• **Work required**
Restate every record that follows, keeping it exact.

[Start of section]

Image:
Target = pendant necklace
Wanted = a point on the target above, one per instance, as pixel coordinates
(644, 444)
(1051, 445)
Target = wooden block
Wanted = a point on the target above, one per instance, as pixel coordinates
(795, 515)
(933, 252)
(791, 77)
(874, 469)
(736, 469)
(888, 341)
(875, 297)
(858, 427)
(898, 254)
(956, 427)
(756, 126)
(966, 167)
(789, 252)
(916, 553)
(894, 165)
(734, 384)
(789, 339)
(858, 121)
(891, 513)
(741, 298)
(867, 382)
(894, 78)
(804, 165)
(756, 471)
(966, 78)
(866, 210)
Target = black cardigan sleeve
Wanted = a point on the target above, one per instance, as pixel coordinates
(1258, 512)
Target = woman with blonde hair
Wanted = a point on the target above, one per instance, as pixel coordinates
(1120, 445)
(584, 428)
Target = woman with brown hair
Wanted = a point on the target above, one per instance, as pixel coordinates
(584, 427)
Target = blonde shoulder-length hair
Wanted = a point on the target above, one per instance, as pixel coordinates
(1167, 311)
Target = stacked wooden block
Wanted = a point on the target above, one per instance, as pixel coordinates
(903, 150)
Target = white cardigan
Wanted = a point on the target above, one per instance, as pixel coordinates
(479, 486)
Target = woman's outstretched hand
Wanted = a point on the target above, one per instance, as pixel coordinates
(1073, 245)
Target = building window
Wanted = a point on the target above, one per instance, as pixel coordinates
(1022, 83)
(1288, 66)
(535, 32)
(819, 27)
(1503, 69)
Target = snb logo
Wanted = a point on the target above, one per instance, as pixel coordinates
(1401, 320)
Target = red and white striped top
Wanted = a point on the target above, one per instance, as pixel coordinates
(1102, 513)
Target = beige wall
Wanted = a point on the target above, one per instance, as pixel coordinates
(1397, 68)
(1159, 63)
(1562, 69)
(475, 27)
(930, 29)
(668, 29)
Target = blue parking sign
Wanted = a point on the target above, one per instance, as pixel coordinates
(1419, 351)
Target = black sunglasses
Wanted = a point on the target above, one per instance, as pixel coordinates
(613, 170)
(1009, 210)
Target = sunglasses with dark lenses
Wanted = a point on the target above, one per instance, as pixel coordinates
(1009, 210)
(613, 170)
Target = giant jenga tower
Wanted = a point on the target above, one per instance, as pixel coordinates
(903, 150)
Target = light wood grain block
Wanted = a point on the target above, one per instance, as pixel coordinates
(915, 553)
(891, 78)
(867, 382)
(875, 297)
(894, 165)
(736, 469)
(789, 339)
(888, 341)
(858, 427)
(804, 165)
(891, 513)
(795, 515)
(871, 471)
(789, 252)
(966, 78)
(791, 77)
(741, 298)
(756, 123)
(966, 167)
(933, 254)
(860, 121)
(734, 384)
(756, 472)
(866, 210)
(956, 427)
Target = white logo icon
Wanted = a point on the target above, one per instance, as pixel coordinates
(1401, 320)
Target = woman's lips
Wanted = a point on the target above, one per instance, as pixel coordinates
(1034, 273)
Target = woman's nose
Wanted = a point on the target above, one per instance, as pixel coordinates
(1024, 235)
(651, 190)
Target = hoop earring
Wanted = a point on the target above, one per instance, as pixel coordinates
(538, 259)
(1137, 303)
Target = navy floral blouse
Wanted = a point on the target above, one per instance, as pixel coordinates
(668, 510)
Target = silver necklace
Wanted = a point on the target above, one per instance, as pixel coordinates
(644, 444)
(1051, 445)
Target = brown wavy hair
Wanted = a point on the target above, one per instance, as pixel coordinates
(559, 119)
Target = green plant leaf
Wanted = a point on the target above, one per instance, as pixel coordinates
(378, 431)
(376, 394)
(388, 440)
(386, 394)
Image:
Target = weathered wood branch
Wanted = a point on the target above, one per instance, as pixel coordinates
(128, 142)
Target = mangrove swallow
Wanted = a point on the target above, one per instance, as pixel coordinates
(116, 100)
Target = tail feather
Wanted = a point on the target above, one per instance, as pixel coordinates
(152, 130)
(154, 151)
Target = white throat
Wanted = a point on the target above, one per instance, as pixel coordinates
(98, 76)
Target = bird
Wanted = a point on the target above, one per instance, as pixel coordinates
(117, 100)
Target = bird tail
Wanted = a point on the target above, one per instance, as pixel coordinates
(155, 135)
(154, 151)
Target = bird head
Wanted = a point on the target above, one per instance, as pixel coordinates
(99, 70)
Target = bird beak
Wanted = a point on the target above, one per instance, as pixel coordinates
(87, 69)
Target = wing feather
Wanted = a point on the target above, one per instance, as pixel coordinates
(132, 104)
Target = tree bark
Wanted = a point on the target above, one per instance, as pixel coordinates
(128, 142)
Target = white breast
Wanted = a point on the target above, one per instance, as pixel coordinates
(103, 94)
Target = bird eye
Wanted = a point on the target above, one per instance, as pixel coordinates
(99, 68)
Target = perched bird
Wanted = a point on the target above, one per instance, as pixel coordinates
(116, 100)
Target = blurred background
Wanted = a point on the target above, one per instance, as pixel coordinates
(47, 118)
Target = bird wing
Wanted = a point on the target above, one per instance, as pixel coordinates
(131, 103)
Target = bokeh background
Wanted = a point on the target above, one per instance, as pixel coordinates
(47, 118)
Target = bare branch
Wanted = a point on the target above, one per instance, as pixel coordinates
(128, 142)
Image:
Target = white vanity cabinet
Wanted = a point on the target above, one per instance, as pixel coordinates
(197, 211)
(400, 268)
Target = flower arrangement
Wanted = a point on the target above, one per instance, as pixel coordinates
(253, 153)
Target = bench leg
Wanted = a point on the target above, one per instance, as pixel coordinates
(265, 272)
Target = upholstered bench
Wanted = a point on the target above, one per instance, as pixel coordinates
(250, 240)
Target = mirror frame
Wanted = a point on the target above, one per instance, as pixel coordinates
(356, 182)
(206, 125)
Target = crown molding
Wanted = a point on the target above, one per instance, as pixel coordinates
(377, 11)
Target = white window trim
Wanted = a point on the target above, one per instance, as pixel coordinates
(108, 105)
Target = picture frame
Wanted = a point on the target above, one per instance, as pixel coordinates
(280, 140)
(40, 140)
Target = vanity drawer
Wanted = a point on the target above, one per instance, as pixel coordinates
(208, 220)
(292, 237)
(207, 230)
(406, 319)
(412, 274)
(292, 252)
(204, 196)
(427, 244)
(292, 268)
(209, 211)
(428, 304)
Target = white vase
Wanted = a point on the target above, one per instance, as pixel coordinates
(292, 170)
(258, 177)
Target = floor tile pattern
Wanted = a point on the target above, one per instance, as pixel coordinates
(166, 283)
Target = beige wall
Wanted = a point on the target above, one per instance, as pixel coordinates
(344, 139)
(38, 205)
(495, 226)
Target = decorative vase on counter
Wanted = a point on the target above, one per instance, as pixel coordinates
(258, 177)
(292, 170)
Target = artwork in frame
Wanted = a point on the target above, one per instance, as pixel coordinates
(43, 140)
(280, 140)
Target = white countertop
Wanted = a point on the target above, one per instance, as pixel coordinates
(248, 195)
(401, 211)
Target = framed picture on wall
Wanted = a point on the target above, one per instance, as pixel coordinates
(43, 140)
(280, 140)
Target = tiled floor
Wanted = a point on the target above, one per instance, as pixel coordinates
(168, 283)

[End of section]

• **Reply**
Image:
Target = pendant necklace
Wanted = a point on the target above, one per instance, as pixel coordinates
(644, 444)
(1051, 445)
Target = wooden block
Wanted = a point on the target above, one per instance, as pixel coordinates
(795, 515)
(933, 252)
(791, 77)
(874, 469)
(736, 469)
(888, 341)
(875, 297)
(858, 427)
(898, 254)
(956, 427)
(756, 126)
(966, 167)
(789, 252)
(916, 553)
(894, 165)
(734, 384)
(789, 339)
(858, 121)
(891, 513)
(741, 298)
(867, 382)
(894, 78)
(804, 165)
(756, 471)
(966, 78)
(866, 210)
Target = black cardigan sleeve
Wanted = a point on the target above, one per instance, as pixel coordinates
(1258, 512)
Target = woman with blonde hair
Wanted = a point on the target above, one per instance, as pixel coordinates
(1120, 445)
(584, 428)
Target = woman with brown hair
Wanted = a point on the target above, one per instance, as pixel coordinates
(584, 427)
Target = blonde shoulder-length hair
Wanted = a point on the target above, one per instance, as pixel coordinates
(1167, 311)
Target = stacked wooden block
Wanted = a point on the target above, one per instance, as pixel coordinates
(903, 150)
Target = white cardigan
Wanted = a point on the target above, one per instance, as pixel coordinates
(479, 486)
Target = woman's outstretched hand
Wanted = a point on the target above, one per instance, as pixel coordinates
(1073, 245)
Target = building window
Wanted = a point on the target above, one per instance, as pixel coordinates
(1022, 83)
(1288, 66)
(535, 32)
(819, 27)
(1503, 69)
Target = snb logo
Wanted = a point on the target above, one per instance, as pixel coordinates
(1401, 320)
Target = red and white striped top
Wanted = a point on the target above, one per instance, as pixel coordinates
(1102, 513)
Target = beige wall
Wanted = a point on the target above, one per instance, as pixel coordinates
(1397, 68)
(1159, 63)
(1562, 69)
(475, 27)
(930, 29)
(668, 29)
Target = blue parking sign
Wanted = a point on the target above, one per instance, as pixel coordinates
(1419, 351)
Target = black sunglasses
Wanted = a point on the target above, one per instance, as pixel coordinates
(613, 170)
(1009, 210)
Target = sunglasses with dark lenses
Wanted = a point on the target above, one per instance, as pixel coordinates
(1009, 210)
(613, 170)
Target = giant jenga tower
Wanted = a point on the target above, one per instance, as pixel coordinates
(903, 150)
Target = light wood grain block
Wanted = a point on the target above, one per instance, as pixel coordinates
(915, 553)
(891, 78)
(867, 382)
(875, 297)
(894, 165)
(736, 469)
(789, 339)
(888, 341)
(858, 427)
(804, 165)
(891, 513)
(795, 515)
(871, 471)
(789, 252)
(966, 78)
(791, 77)
(741, 298)
(756, 123)
(966, 167)
(933, 254)
(860, 121)
(734, 384)
(756, 472)
(866, 210)
(956, 427)
Target = white logo icon
Wanted = a point on the target above, one per instance, as pixel coordinates
(1401, 320)
Target = woman's lips
Wanted = a point on the target above, one per instance, as pixel coordinates
(1034, 273)
Target = woman's nose
Wanted = a point on the target above, one per instance, as pixel coordinates
(1024, 235)
(651, 190)
Target = hoop earring
Wanted = a point on the target above, one per instance, as pixel coordinates
(538, 259)
(1137, 303)
Target = navy floral blouse
Wanted = a point on the target above, one per instance, as pixel coordinates
(668, 510)
Target = silver necklace
Wanted = a point on the target above, one per instance, as pixel coordinates
(644, 444)
(1051, 445)
Target = brown wavy hair
Wanted = a point on the target above, one per instance, as pixel coordinates
(559, 119)
Target = green plant leaf
Wanted = a point on the target above, one per instance, as pixel coordinates
(378, 431)
(376, 394)
(388, 440)
(386, 394)
Image:
Target = weathered wood branch
Wanted = a point on the target above, one per instance, as pixel coordinates
(128, 142)
Target = mangrove swallow
Wanted = a point on the target above, one per instance, as pixel coordinates
(116, 100)
Target = tail feather
Wanted = a point on the target above, one per instance, as pixel coordinates
(152, 130)
(154, 151)
Target = white throat
Wanted = a point on the target above, one per instance, as pixel coordinates
(98, 76)
Target = bird
Wanted = a point on the target above, one per instance, as pixel coordinates
(117, 100)
Target = bird tail
Wanted = a point on the target above, one per instance, as pixel coordinates
(155, 135)
(154, 151)
Target = bird head
Wanted = a point on the target above, one per instance, as pixel coordinates
(99, 70)
Target = bird beak
Wanted = a point on the target above, one per instance, as pixel coordinates
(87, 69)
Target = wing feather
Wanted = a point on the target above, one per instance, as pixel coordinates
(132, 104)
Target = tree bark
Wanted = a point on the target above, one per instance, as pixel coordinates
(128, 142)
Target = white breast
Wanted = a point on the target above, one per instance, as pixel coordinates
(103, 94)
Target = bird eye
Wanted = a point on the target above, one per instance, as pixel coordinates
(99, 68)
Target = perched bird
Wanted = a point on the target above, one per instance, as pixel coordinates
(116, 100)
Target = blurred background
Wanted = a point on the target above, one per instance, as pixel coordinates
(47, 118)
Target = bird wing
Wanted = a point on the target above, one per instance, as pixel coordinates
(131, 103)
Target = bokeh background
Wanted = a point on the target above, one per instance, as pixel coordinates
(47, 118)
Target = bare branch
Wanted = a point on the target above, one per instance, as pixel coordinates
(128, 142)
Image:
Target = white vanity cabinet
Wanted = a point on the target above, one per instance, as pixel coordinates
(197, 211)
(400, 268)
Target = flower arrangement
Wanted = a point on the target above, one per instance, as pixel coordinates
(253, 153)
Target = bench leg
Wanted = a point on the target above, one per instance, as pixel coordinates
(265, 272)
Target = upholstered bench
Wanted = a point on the target above, one per instance, as pixel coordinates
(250, 240)
Target = mirror frame
Wanted = a point on the target above, one per instance, as pixel coordinates
(356, 182)
(206, 125)
Target = crown molding
Wanted = a point on the target above, one per instance, as pixel coordinates
(377, 11)
Target = white window trim
Wanted = a point on the target above, one per instance, as pixel coordinates
(108, 105)
Target = picture frame
Wanted = a point on the target above, one per instance, as pixel coordinates
(280, 140)
(40, 140)
Target = vanity drawer
Wanted = a point on the target above, one per instance, as pixel coordinates
(208, 220)
(292, 237)
(207, 230)
(406, 319)
(412, 274)
(292, 252)
(204, 196)
(427, 244)
(292, 268)
(209, 211)
(428, 304)
Target = white vase
Wanted = a point on the target above, one per instance, as pixel coordinates
(292, 170)
(258, 177)
Target = floor tile pattern
Wanted = a point on the target above, one per instance, as pixel coordinates
(166, 283)
Target = beige wall
Wanted = a point on the target above, one per instance, as pixel coordinates
(344, 139)
(38, 205)
(495, 226)
Target = decorative vase on counter
Wanted = a point on the target above, one per instance, as pixel coordinates
(258, 177)
(292, 170)
Target = artwork in frame
Wanted = a point on the target above, one per instance, as pixel coordinates
(43, 140)
(280, 140)
Target = white countertop
Wanted = a point on the target above, one per instance, as pixel coordinates
(248, 195)
(401, 211)
Target = framed picture on wall
Wanted = a point on the target above, one per instance, as pixel coordinates
(43, 140)
(280, 140)
Target = tiled floor
Wanted = a point on the target above, one per instance, as pixel coordinates
(168, 283)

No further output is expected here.